**Exercise materials**
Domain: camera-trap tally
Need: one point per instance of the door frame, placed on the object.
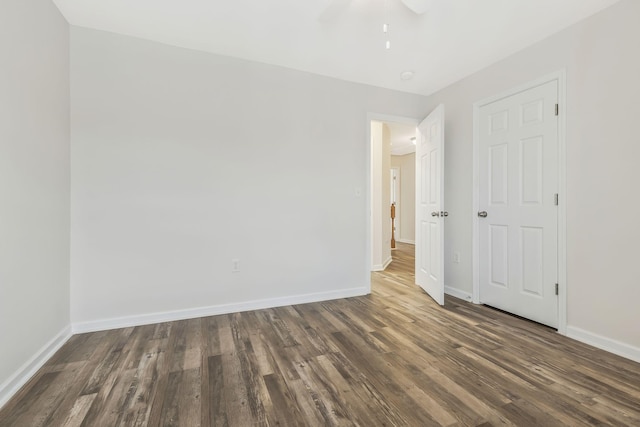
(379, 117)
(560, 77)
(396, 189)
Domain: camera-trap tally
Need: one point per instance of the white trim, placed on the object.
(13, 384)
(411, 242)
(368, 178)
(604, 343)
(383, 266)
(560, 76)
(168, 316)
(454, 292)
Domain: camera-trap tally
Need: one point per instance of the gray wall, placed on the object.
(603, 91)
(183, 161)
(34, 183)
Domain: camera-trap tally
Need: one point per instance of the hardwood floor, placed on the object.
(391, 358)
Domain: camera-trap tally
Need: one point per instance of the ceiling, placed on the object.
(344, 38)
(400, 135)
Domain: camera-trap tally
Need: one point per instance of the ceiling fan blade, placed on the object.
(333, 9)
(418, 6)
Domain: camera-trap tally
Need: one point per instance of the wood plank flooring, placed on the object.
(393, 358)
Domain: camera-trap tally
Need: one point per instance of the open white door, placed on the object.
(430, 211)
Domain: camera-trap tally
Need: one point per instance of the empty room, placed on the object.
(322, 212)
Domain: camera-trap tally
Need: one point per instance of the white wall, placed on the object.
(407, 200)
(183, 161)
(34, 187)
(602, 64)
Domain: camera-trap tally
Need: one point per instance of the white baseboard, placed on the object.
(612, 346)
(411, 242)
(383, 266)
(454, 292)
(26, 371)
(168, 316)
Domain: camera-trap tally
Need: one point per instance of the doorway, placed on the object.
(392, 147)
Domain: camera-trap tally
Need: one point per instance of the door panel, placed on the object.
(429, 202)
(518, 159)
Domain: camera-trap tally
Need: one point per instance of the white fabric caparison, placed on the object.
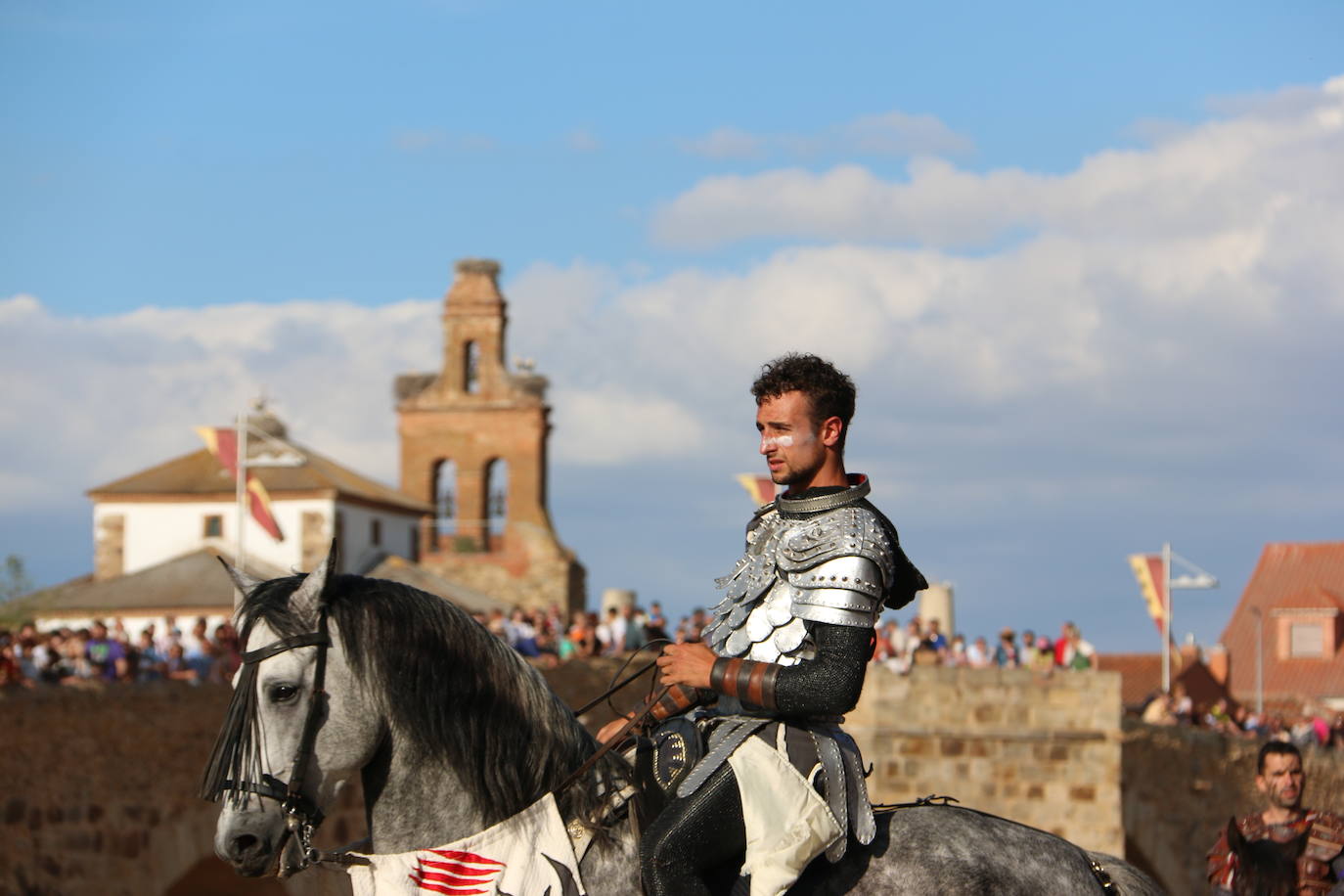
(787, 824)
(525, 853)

**What you need to do**
Please reproduce, word for word, only the lines from the line that holds "Need: one point per instance of the gray" through the final line of the entries above, omitting any pictures.

**Exercise response**
Need: one point per instance of the gray wall, placed on the object.
(603, 91)
(183, 161)
(34, 183)
Domain: camera-trap tally
Need: one point per instance of the hardwood floor, placed on the object.
(391, 358)
Domain: camera-trap tally
Need: one point per instance of the ceiling, placed on the object.
(344, 38)
(400, 135)
Domain: camera-trap tally
Need: one point per instance of the ceiling fan blade, placed on the object.
(333, 9)
(418, 6)
Domain: camera-trap tally
Need: one point per instance of the wood plank flooring, placed on the object.
(393, 358)
Domain: camera-trap tally
Need: one point per instance of the open white door, placed on the object.
(430, 211)
Domain: camera-trap tally
Need: one point per instance of the empty room, placed on the object.
(322, 212)
Domain: camera-trap tally
Need: one point per instance of the white wall, placed on the object.
(407, 200)
(183, 161)
(34, 187)
(602, 64)
Domain: camera-trap tally
Need: one point per instance of the white baseboard, placed on the object.
(612, 346)
(411, 242)
(383, 266)
(454, 292)
(26, 371)
(168, 316)
Domain: camera-trap tally
Need: one point per instance of the doorway, placed on the object.
(392, 147)
Domain: camera-trap tally
Need: one point per instance of the door panel, placed on the object.
(429, 202)
(518, 159)
Domain: camera-trap tally
Need: one point per instance of the white fabric caparison, placed on the object.
(787, 824)
(525, 853)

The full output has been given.